__PROBLEM__
Please put every line of the records between the lines holding "Where can the hanging" and "x=368, y=289", inclusive, into a JSON list of strings with one string per line, skipping blank lines. Leave the pictures out of the list.
-------- RECORDED INFORMATION --------
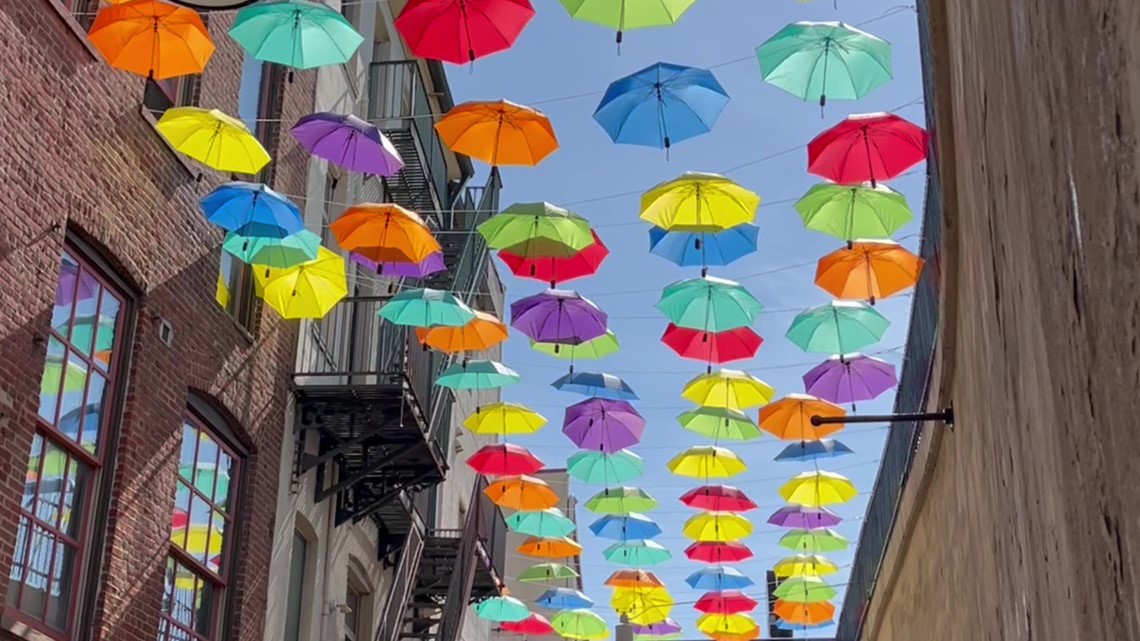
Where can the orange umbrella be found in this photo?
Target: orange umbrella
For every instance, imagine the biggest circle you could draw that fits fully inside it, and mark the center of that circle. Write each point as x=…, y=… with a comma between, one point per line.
x=384, y=233
x=483, y=332
x=152, y=39
x=522, y=493
x=868, y=269
x=498, y=134
x=790, y=418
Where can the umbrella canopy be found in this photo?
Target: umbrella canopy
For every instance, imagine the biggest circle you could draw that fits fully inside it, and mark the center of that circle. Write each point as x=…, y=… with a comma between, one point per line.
x=498, y=134
x=660, y=105
x=706, y=201
x=152, y=39
x=462, y=32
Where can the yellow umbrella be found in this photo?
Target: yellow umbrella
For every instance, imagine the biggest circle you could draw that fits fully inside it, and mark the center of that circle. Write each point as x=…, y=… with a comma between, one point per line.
x=505, y=419
x=707, y=462
x=815, y=489
x=717, y=527
x=729, y=388
x=213, y=138
x=304, y=291
x=706, y=201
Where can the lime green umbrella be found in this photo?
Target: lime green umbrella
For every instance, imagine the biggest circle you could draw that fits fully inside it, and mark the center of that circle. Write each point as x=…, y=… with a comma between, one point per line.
x=599, y=468
x=620, y=501
x=840, y=326
x=817, y=61
x=848, y=212
x=709, y=303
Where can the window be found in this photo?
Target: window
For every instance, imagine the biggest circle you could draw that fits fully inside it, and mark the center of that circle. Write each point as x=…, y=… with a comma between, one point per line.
x=202, y=533
x=78, y=390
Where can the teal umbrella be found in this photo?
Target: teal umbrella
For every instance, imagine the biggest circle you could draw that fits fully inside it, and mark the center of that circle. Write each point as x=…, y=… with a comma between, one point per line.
x=709, y=303
x=599, y=468
x=295, y=33
x=817, y=61
x=840, y=326
x=426, y=308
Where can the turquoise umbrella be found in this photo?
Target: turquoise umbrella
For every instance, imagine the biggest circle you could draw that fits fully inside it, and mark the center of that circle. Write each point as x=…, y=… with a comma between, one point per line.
x=709, y=303
x=840, y=326
x=599, y=468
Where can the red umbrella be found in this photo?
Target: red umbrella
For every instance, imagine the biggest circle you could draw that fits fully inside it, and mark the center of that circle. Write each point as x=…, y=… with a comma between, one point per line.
x=710, y=552
x=718, y=498
x=713, y=347
x=727, y=602
x=558, y=269
x=504, y=460
x=461, y=31
x=866, y=147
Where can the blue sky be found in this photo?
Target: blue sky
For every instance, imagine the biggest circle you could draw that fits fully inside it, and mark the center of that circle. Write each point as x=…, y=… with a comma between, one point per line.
x=558, y=57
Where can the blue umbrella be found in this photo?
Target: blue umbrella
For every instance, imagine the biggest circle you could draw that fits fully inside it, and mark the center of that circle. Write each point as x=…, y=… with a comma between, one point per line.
x=660, y=105
x=813, y=451
x=564, y=599
x=591, y=383
x=250, y=209
x=629, y=527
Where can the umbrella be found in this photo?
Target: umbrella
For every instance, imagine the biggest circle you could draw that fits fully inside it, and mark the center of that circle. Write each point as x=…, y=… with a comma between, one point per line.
x=603, y=426
x=707, y=201
x=790, y=418
x=252, y=210
x=462, y=32
x=426, y=308
x=601, y=468
x=660, y=105
x=152, y=39
x=595, y=384
x=868, y=269
x=214, y=139
x=348, y=142
x=868, y=147
x=498, y=134
x=558, y=316
x=817, y=61
x=504, y=460
x=849, y=212
x=838, y=327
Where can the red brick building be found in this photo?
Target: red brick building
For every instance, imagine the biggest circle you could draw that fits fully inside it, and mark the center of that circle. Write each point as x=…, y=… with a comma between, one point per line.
x=140, y=421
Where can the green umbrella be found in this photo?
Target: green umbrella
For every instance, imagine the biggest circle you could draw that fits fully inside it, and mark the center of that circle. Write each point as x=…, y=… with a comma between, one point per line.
x=426, y=308
x=817, y=61
x=537, y=229
x=841, y=326
x=599, y=468
x=636, y=553
x=477, y=374
x=719, y=423
x=709, y=303
x=547, y=524
x=620, y=501
x=848, y=212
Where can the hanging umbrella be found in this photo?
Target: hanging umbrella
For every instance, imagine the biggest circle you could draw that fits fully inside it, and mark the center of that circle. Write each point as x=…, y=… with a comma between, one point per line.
x=828, y=59
x=498, y=134
x=838, y=327
x=152, y=39
x=660, y=105
x=462, y=32
x=706, y=201
x=348, y=142
x=868, y=148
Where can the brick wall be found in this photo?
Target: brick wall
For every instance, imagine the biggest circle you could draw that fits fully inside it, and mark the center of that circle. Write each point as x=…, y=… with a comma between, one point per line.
x=76, y=152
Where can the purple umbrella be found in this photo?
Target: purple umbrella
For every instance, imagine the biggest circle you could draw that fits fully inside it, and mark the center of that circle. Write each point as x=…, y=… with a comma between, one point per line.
x=603, y=426
x=799, y=517
x=348, y=142
x=558, y=316
x=851, y=378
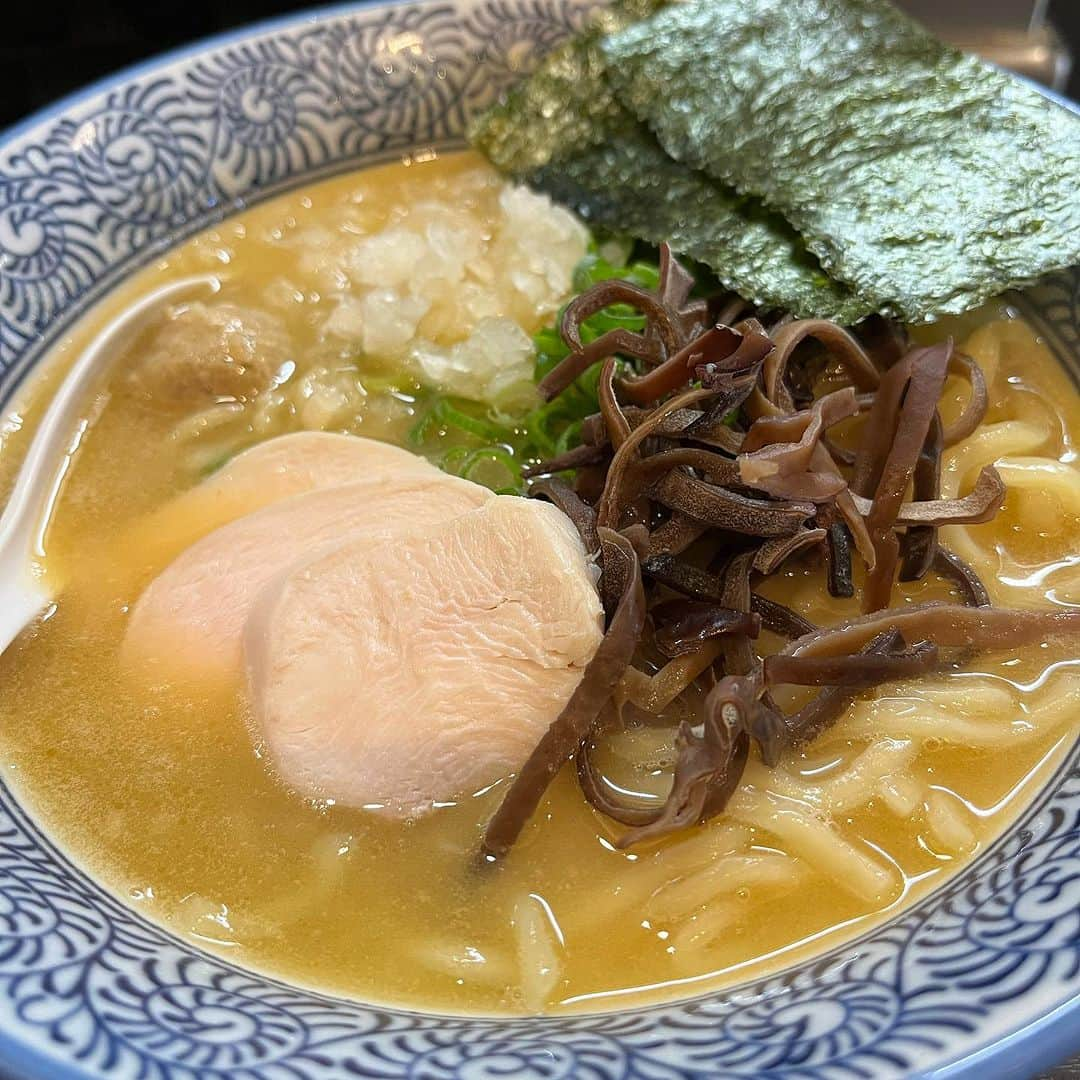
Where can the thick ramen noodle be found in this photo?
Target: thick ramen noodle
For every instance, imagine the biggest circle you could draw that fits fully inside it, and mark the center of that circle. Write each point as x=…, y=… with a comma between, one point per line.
x=368, y=289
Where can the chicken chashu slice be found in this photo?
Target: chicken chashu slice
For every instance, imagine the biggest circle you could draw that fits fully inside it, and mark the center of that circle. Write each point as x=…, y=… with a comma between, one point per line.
x=189, y=620
x=266, y=473
x=405, y=674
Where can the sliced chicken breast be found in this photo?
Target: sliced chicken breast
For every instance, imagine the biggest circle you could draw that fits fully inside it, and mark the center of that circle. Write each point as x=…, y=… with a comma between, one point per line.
x=403, y=674
x=266, y=473
x=190, y=618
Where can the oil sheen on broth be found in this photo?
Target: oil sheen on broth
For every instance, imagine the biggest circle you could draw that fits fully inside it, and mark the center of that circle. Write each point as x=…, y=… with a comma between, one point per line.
x=159, y=790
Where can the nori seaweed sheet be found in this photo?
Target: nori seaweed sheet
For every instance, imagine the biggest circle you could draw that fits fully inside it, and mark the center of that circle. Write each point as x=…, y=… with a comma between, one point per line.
x=923, y=178
x=563, y=131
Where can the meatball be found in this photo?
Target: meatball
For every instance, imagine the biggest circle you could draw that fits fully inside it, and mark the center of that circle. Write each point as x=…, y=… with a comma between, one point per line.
x=203, y=353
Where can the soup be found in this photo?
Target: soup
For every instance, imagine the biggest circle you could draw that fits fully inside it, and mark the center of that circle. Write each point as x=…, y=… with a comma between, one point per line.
x=382, y=285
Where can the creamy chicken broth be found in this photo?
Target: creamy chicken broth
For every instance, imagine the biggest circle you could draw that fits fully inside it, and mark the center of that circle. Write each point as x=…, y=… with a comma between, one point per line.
x=152, y=778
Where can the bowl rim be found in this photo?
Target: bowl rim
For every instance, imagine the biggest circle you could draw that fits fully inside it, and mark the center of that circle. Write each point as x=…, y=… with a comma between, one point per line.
x=1041, y=1041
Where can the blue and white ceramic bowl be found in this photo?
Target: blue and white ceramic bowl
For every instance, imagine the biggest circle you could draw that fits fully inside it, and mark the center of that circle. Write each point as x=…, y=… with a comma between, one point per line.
x=983, y=977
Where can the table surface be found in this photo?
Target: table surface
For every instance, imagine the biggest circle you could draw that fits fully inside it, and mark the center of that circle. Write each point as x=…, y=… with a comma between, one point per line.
x=81, y=42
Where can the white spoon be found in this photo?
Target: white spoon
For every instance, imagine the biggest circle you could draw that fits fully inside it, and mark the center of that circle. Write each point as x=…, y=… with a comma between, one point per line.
x=24, y=593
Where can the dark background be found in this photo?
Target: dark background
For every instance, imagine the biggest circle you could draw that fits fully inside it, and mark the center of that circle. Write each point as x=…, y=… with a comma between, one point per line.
x=64, y=45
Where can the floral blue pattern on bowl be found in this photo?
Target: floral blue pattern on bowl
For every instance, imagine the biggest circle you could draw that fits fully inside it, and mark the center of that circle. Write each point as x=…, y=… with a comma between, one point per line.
x=981, y=977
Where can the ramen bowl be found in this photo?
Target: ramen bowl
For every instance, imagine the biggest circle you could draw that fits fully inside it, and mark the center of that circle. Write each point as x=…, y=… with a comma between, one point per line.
x=983, y=975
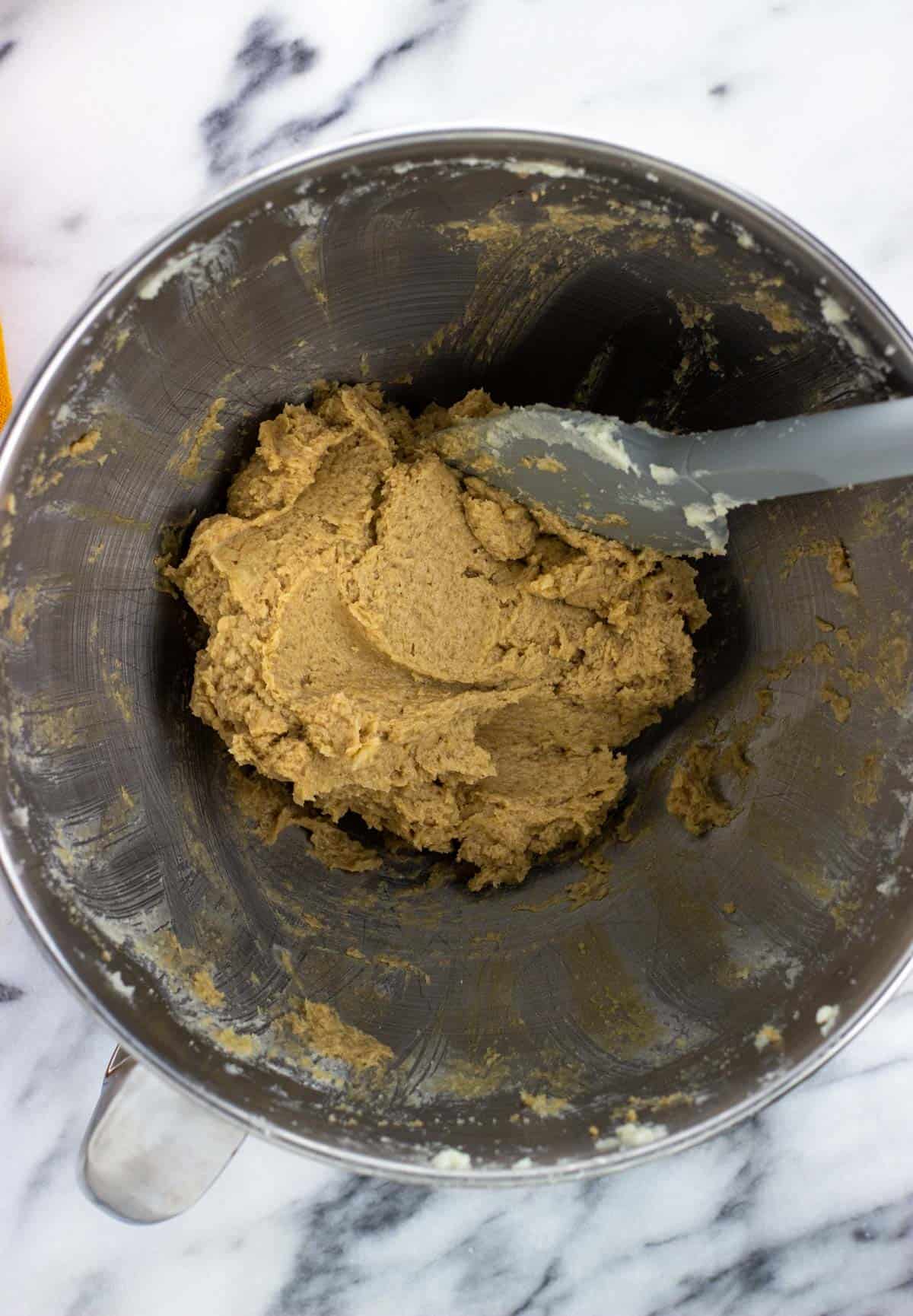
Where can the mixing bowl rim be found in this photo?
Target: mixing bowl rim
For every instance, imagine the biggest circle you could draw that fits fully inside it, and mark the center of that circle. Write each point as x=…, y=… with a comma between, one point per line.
x=120, y=1018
--------
__CORRECT RESPONSE__
[
  "Where can the hanging umbrella be found in this photo?",
  "Target: hanging umbrella",
  "For every instance, imagine the biggest circle you could draw that fits fully inside it, and mark the center of that circle. Write each point as x=…, y=… with a comma between, one point per line.",
  "x=828, y=59",
  "x=498, y=134",
  "x=838, y=327",
  "x=152, y=39",
  "x=660, y=105",
  "x=462, y=32",
  "x=706, y=201",
  "x=348, y=142",
  "x=868, y=148",
  "Where can the brick wall be found in this photo?",
  "Target: brick wall",
  "For every instance, imagine the biggest circle you could draw that fits fully inside it, and mark the center of that circle. Write each point as x=…, y=… with a comma between, one point per line.",
  "x=76, y=152",
  "Where can the purple umbrella be found in this photo?",
  "Target: purple umbrella",
  "For every instance, imagine the biggest circle you could draw that fits fully inside it, and mark the center of that circle. Write each point as x=…, y=… with a comma between, one point per line.",
  "x=603, y=426",
  "x=799, y=517",
  "x=348, y=142",
  "x=558, y=316",
  "x=851, y=378",
  "Where can the thick ramen noodle be found in this photo?",
  "Target: thick ramen noodle",
  "For every instance, imagine the biggest circle you could draw that fits fully inside it, and mark the center of that circle. Write each point as x=…, y=… with a comma between, one point per line.",
  "x=368, y=289"
]